TASK REQUIREMENTS:
Copy the lines below verbatim, from the line with "Accessibility service: describe the location of woman with short" to the line with "0,237 -> 150,400", including both of those lines.

(Image annotation data)
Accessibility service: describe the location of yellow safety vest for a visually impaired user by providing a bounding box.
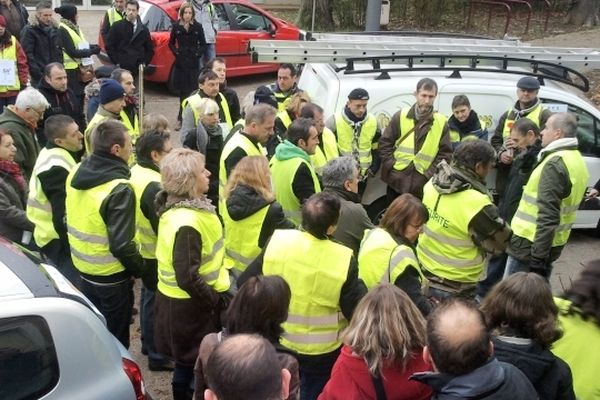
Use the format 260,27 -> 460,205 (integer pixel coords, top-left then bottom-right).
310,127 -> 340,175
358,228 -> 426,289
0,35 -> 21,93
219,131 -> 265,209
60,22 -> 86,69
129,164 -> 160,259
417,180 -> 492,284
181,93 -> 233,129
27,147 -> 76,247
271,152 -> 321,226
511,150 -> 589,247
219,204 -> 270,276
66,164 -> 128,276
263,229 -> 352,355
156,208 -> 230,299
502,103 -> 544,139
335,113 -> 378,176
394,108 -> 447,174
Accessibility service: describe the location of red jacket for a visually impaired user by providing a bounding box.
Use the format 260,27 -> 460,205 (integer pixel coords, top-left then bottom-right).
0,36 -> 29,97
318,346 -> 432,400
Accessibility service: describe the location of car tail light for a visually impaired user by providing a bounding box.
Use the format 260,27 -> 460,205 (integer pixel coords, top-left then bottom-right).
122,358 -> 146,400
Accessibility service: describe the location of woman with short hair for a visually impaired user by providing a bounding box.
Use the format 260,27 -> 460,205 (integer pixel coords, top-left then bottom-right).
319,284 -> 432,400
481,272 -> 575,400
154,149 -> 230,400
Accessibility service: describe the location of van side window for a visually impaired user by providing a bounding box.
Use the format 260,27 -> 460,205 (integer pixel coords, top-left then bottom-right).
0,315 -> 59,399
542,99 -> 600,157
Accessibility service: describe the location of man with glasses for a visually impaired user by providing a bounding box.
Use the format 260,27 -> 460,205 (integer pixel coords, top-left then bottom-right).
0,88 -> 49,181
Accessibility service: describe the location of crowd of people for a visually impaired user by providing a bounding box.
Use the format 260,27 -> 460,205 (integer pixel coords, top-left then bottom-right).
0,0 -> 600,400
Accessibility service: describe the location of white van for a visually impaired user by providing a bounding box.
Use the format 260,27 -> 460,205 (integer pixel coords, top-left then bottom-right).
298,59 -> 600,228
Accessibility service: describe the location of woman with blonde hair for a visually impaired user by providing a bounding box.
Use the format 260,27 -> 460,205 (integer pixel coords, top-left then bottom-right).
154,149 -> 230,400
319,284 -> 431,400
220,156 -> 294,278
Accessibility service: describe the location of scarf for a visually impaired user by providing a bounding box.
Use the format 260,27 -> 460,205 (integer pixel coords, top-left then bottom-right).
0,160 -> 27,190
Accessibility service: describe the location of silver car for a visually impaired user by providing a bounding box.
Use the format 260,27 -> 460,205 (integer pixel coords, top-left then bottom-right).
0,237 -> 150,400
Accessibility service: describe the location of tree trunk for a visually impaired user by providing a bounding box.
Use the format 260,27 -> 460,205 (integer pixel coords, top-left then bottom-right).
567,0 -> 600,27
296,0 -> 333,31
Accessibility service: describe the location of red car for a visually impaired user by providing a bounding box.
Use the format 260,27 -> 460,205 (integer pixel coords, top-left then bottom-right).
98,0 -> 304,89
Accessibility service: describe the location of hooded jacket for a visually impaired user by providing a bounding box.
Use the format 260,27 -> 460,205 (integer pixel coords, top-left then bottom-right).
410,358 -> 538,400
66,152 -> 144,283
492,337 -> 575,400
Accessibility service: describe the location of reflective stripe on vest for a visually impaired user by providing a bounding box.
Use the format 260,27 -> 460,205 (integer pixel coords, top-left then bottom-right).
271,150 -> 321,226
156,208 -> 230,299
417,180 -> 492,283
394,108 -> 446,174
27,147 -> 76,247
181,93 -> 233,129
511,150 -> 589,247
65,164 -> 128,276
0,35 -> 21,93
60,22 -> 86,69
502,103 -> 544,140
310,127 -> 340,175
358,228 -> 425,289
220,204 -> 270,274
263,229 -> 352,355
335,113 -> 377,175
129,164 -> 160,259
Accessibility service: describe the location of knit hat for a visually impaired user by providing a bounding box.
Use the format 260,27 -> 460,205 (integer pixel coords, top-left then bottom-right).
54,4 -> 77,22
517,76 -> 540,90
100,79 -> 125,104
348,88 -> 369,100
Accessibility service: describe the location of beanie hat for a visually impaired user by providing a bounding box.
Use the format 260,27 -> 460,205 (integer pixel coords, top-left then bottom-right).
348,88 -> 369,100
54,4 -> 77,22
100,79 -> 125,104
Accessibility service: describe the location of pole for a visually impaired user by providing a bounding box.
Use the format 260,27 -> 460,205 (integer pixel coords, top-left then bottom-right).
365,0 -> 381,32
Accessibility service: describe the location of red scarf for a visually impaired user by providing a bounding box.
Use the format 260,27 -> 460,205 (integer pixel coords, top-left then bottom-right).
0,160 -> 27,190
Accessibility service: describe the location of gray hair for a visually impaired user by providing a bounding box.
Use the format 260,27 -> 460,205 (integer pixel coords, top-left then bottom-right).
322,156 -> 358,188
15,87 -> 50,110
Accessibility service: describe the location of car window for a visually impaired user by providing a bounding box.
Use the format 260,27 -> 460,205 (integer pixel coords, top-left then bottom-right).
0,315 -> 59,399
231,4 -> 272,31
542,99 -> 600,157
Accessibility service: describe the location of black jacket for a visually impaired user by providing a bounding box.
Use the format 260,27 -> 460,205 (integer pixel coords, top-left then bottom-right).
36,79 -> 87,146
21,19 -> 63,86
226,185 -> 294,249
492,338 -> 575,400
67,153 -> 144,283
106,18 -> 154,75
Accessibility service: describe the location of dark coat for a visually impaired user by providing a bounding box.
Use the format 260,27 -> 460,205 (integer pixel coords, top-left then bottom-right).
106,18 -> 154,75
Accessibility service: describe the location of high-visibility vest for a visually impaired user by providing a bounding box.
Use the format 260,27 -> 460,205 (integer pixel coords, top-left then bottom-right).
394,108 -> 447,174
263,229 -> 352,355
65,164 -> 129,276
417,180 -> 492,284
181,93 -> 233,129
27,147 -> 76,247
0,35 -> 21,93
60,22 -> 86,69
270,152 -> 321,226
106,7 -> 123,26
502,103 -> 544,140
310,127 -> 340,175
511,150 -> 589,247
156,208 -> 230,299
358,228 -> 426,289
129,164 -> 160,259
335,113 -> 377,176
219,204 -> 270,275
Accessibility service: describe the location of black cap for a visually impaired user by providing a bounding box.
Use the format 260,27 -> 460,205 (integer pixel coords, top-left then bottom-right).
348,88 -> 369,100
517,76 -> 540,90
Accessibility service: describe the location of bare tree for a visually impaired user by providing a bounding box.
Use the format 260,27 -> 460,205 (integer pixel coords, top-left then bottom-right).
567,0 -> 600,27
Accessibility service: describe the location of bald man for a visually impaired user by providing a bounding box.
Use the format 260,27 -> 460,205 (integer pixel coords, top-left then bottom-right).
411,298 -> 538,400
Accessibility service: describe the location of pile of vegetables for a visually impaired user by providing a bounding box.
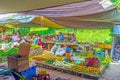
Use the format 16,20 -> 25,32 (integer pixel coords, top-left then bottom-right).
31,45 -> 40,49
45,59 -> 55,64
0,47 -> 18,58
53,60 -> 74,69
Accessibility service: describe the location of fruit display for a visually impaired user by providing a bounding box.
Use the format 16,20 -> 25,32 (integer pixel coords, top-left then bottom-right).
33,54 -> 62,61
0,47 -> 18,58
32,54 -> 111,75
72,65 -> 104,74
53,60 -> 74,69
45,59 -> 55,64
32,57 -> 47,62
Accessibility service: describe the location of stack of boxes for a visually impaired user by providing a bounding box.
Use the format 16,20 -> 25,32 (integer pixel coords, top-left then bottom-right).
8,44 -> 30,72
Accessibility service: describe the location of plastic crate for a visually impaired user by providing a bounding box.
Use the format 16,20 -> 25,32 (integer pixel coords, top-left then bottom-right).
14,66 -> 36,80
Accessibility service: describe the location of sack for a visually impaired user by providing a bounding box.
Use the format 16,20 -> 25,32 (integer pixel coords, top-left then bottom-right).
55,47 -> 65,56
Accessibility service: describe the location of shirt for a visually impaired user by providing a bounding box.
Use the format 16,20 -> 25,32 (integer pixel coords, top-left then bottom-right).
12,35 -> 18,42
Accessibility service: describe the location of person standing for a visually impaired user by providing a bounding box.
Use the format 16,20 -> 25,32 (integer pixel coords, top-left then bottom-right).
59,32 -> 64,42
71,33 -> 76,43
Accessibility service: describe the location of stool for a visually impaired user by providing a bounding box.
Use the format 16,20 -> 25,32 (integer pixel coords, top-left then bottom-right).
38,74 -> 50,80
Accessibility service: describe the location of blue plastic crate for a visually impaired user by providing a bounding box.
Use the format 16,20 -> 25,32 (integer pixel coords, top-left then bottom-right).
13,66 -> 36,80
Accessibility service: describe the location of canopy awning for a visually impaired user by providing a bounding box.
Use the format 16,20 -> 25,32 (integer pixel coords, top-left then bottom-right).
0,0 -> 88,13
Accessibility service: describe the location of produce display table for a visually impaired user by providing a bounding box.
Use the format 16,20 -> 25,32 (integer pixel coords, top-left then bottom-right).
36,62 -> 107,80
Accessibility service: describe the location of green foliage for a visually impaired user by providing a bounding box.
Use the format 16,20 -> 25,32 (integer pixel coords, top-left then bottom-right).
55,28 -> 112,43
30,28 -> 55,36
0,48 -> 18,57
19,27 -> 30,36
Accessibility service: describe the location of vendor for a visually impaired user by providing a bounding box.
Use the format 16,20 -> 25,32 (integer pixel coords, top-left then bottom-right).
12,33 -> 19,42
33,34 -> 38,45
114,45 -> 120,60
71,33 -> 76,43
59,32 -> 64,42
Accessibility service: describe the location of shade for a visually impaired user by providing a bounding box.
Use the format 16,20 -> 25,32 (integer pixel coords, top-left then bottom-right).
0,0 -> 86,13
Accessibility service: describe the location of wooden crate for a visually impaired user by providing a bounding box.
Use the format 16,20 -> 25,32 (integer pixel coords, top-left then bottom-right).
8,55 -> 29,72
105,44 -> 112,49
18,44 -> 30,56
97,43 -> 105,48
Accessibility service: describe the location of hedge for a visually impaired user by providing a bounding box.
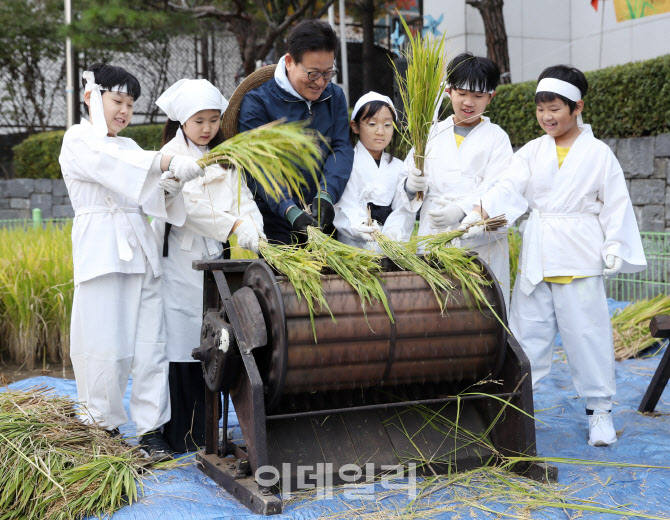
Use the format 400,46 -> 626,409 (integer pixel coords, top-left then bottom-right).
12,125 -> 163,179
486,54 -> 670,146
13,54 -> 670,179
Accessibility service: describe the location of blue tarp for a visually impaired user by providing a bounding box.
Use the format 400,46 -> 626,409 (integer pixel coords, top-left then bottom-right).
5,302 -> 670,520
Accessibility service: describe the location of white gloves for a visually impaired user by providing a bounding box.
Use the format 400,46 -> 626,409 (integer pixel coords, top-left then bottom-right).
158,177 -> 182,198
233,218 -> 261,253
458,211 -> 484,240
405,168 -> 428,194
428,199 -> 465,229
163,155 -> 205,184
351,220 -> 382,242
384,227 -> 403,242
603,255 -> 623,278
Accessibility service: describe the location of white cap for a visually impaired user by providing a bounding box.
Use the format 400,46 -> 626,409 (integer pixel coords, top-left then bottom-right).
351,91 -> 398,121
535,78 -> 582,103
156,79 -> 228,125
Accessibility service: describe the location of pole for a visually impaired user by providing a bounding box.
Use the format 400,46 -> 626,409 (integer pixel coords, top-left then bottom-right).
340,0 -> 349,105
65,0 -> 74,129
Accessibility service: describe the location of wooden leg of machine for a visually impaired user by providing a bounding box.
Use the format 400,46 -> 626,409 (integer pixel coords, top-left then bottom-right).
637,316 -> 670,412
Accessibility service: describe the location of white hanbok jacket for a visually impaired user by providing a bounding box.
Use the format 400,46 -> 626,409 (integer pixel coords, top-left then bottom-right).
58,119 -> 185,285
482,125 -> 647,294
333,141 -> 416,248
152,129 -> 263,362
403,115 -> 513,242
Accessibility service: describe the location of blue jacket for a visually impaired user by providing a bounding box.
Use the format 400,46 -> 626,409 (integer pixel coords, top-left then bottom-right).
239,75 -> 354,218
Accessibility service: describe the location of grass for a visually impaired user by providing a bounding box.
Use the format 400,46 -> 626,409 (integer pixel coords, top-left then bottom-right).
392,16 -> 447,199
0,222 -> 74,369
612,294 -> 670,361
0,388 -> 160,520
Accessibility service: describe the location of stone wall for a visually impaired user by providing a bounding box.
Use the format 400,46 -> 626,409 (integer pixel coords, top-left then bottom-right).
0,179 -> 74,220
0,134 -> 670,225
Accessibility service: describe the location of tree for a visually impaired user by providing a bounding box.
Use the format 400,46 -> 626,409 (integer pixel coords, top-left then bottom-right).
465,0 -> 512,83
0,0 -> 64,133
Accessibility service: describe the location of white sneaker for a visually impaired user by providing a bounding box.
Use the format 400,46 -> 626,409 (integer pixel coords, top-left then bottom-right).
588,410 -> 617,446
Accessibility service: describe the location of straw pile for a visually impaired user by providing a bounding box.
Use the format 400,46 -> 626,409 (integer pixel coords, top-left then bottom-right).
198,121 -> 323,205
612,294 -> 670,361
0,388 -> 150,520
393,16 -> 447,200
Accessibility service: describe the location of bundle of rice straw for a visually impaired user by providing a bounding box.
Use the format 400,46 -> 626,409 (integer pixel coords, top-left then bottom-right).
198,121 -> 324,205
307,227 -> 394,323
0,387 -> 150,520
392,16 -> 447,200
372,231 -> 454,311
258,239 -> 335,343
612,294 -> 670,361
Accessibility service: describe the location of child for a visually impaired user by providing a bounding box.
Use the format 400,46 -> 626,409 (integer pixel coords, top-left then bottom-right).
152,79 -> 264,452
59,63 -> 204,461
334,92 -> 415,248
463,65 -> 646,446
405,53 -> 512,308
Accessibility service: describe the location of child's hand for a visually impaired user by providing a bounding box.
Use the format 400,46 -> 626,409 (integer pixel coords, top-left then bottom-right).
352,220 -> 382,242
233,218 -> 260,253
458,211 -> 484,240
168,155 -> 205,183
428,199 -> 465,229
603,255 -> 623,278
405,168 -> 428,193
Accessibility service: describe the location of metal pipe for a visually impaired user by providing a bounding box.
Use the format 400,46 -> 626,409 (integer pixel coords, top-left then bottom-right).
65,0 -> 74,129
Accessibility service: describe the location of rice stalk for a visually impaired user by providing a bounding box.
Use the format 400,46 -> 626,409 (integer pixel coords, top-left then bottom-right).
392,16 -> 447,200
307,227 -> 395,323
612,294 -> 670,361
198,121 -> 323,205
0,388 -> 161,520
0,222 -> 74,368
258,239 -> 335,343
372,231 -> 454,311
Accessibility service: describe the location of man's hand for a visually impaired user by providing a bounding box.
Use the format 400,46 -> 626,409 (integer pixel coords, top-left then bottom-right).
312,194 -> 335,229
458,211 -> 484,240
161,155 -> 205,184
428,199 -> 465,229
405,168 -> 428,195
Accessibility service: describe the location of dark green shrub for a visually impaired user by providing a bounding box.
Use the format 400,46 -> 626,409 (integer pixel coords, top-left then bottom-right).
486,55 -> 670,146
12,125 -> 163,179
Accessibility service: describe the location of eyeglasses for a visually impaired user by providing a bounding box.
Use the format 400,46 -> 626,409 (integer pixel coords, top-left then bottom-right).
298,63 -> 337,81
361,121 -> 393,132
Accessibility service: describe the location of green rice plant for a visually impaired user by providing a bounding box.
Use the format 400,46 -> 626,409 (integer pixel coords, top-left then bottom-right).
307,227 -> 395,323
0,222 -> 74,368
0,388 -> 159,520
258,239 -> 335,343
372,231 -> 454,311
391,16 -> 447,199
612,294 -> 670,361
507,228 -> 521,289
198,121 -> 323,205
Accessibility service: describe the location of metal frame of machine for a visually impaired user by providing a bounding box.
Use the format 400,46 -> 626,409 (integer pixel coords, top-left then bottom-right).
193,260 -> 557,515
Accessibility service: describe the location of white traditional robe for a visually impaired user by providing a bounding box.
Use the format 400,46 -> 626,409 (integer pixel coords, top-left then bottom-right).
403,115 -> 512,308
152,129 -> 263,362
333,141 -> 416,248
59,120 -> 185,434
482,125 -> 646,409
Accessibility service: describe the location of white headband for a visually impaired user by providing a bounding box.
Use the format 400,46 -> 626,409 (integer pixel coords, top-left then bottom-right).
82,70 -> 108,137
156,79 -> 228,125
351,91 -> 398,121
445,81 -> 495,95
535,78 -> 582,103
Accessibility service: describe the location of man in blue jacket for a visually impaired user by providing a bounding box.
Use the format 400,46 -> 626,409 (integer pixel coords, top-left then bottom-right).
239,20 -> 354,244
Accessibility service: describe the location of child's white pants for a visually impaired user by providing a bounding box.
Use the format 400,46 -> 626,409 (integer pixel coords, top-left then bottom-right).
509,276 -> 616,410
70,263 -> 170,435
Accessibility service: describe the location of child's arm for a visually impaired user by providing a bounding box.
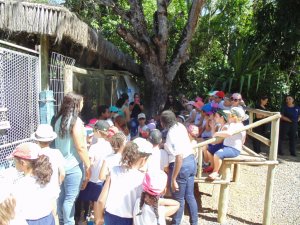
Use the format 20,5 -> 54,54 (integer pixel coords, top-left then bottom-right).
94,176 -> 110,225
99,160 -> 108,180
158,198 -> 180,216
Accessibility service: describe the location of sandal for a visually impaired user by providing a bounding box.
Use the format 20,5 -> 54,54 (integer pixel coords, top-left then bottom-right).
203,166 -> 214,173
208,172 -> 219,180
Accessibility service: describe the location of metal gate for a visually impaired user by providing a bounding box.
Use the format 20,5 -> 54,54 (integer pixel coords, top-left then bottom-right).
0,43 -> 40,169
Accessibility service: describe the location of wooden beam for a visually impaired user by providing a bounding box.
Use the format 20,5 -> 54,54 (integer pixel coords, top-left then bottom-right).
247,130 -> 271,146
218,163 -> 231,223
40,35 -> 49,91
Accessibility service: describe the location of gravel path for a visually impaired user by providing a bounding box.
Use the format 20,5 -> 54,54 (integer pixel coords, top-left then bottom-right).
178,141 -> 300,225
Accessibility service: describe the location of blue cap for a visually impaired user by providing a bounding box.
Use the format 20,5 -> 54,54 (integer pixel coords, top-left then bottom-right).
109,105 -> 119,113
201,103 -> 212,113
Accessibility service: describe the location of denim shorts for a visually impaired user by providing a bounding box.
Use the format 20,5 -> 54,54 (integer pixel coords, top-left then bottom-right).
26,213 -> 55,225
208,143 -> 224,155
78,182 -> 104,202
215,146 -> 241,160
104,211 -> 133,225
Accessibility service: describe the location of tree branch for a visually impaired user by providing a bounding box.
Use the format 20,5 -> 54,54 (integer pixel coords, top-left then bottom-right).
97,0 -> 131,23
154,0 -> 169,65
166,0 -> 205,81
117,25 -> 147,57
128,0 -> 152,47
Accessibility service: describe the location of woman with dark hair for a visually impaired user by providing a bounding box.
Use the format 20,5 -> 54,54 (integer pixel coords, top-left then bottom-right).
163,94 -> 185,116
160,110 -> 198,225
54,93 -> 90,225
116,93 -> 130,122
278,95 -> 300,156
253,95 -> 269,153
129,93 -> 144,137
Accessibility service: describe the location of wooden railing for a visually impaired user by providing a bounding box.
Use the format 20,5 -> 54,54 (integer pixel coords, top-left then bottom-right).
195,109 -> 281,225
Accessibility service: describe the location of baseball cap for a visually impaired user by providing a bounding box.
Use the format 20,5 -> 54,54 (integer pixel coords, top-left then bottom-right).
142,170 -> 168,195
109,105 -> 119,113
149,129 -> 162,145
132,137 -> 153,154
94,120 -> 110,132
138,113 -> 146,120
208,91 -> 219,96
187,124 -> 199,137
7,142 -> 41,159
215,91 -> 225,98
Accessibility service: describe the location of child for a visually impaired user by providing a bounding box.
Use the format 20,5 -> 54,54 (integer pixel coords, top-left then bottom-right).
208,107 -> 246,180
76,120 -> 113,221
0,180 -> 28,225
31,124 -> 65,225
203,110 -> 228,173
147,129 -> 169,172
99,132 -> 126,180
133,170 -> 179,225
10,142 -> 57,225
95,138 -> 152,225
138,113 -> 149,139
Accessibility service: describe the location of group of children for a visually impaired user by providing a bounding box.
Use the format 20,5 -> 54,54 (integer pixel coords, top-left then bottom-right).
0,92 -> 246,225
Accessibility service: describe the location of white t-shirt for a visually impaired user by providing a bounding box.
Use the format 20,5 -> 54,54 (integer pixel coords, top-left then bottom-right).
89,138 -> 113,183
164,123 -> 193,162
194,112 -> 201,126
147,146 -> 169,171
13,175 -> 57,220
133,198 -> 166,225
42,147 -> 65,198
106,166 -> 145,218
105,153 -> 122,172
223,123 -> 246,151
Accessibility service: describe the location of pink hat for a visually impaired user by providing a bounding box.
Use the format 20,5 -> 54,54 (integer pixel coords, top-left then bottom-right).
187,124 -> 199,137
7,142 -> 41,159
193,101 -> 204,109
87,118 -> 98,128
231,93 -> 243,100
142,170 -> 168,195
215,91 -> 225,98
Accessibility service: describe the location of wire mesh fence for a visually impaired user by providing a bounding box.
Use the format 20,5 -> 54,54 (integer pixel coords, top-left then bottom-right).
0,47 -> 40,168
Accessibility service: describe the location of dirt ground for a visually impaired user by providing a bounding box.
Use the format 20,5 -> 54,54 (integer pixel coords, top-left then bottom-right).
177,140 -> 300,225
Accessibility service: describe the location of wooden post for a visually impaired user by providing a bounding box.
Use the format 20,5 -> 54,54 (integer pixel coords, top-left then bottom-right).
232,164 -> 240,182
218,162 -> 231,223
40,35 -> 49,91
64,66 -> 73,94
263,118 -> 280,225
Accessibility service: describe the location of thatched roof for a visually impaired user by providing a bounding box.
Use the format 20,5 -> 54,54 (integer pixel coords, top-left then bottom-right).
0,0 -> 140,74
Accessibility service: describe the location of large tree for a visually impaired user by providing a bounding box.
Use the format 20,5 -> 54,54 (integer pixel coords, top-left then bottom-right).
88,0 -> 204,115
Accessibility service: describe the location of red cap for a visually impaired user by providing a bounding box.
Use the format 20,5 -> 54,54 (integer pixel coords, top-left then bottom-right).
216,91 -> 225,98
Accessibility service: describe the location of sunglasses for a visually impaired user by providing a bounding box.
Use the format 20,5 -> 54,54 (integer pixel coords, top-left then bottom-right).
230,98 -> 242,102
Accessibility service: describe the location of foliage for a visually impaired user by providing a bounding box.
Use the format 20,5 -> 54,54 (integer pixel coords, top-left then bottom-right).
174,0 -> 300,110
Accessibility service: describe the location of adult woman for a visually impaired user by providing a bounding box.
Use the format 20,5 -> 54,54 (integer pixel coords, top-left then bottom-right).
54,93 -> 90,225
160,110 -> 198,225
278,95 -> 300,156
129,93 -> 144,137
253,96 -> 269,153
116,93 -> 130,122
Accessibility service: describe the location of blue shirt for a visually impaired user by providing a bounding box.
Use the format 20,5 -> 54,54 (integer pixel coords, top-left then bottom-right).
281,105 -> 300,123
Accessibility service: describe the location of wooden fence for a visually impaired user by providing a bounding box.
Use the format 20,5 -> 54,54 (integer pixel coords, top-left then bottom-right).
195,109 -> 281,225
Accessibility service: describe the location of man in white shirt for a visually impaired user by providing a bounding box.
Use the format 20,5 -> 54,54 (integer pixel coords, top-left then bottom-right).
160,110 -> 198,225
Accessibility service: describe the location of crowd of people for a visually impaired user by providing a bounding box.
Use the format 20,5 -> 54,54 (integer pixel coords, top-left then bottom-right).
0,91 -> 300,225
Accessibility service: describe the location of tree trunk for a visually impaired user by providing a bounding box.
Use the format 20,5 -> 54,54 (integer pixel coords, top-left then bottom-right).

OUTPUT BELOW:
Accessibility service: describe the location of woman with short hair for a visually impaired user by providing a bounding box.
Use the format 260,27 -> 460,205 (integer pixel coords, top-left then bottom-right).
319,284 -> 432,400
481,272 -> 575,400
154,149 -> 230,400
Accessibility service: describe the location of van side window for a visually impaired user by providing a bounding box.
Use the format 260,27 -> 460,205 (integer pixel coords, top-left then bottom-right).
0,315 -> 59,399
542,99 -> 600,157
Accessibility service: describe the location of man with glasses for a visually impaired user by providing a bounding box.
Use the format 260,27 -> 460,205 (integer pixel coords, top-left then bottom-right).
0,88 -> 49,181
Accessibility service: describe the location of crowd of people for a visually impaired user by providing a bounding box.
Use the format 260,27 -> 460,205 (integer pixel coords, top-left then bottom-right).
0,0 -> 600,400
Accessibility service: describe the location of white van for a visually impaired user by providing a bounding box.
Use the format 260,27 -> 460,205 (integer pixel coords, top-left then bottom-right).
298,59 -> 600,228
Accessibility service: describe the location of woman with blonde hair for a visually impaired user by providing a bounding box.
Use the format 260,27 -> 460,205 (integer pixel coords, top-left then bottom-right).
154,149 -> 230,400
319,284 -> 431,400
220,156 -> 294,278
Accessibility service: describe the location of scarf for a visually impaired user by providing a bounding box.
Use the format 260,27 -> 460,205 (integer pixel coords, top-left then bottom-right).
0,160 -> 27,190
Accessibility service: describe the location of silver car for a visually impaired user by providing a bounding box.
Use the format 260,27 -> 460,205 (integer pixel coords, top-left then bottom-right).
0,237 -> 150,400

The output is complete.